INSTRUCTIONS TO FOLLOW - From the entries that follow, work out how many lines contain "branch". Write the number only.
*** ENTRIES PROVIDED Section Begins ***
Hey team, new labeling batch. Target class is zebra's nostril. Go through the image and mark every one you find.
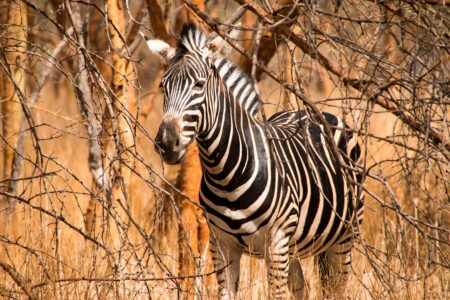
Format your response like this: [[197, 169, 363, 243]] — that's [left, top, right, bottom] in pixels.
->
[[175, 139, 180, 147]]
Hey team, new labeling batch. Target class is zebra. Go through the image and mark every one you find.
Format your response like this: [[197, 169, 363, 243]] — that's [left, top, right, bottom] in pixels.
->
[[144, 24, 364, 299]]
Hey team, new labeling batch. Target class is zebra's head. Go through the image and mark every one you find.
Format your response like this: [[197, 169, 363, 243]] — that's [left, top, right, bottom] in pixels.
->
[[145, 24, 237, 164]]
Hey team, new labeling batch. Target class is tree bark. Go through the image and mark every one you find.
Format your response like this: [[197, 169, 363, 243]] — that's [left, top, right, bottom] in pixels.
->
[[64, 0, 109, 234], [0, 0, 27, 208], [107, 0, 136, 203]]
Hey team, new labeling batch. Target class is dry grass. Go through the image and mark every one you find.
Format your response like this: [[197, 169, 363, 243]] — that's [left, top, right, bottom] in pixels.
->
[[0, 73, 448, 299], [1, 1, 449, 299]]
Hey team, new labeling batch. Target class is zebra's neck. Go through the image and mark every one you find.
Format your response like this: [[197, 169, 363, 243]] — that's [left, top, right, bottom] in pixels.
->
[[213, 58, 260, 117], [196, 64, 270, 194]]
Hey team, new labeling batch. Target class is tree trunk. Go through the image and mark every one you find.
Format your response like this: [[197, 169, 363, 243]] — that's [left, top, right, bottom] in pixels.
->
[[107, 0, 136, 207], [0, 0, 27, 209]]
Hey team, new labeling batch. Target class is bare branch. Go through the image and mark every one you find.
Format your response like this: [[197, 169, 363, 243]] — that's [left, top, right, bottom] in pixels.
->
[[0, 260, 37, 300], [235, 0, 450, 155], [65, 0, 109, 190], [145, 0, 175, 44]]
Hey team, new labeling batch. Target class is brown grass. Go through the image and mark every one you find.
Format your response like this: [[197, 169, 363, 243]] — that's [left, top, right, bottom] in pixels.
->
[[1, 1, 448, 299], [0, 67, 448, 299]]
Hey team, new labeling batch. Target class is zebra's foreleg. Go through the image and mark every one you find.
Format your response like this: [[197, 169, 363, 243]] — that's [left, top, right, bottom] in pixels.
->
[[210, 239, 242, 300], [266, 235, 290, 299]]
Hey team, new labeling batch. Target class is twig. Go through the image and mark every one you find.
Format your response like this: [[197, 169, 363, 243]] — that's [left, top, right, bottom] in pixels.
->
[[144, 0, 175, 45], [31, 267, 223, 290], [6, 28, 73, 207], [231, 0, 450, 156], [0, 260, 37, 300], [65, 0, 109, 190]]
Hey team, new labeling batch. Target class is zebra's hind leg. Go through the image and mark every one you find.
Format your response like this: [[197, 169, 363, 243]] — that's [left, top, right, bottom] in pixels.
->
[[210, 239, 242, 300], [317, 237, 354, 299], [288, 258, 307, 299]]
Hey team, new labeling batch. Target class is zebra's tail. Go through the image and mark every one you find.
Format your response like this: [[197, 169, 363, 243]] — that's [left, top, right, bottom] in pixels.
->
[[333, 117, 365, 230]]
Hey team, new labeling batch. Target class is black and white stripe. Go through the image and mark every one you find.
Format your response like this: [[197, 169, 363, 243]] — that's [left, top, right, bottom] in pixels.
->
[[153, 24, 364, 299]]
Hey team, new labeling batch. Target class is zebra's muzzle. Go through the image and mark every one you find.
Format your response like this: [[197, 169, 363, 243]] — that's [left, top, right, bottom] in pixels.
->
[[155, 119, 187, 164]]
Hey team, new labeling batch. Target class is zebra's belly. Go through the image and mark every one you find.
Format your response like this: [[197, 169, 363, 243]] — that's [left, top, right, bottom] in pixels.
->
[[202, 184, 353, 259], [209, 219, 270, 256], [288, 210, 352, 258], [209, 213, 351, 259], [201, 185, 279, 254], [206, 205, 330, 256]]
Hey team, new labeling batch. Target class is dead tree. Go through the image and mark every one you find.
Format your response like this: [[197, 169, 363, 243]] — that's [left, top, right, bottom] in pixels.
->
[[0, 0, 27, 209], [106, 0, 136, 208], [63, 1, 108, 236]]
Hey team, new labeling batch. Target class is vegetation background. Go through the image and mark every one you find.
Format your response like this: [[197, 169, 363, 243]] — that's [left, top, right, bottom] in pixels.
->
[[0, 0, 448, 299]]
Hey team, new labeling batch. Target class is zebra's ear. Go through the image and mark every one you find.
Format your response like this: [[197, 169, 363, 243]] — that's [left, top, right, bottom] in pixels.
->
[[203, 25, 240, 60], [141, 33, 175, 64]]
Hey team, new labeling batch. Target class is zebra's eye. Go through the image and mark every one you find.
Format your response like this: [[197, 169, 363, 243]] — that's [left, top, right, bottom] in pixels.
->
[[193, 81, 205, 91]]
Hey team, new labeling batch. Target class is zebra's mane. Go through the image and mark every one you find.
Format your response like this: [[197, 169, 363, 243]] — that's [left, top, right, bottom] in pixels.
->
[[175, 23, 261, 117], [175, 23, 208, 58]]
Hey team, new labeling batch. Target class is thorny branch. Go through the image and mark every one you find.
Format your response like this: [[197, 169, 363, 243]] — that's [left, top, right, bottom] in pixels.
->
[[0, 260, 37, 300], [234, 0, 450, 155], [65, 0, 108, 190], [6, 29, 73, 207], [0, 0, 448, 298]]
*** ENTRIES PROVIDED Section Ends ***
RESPONSE AREA - 2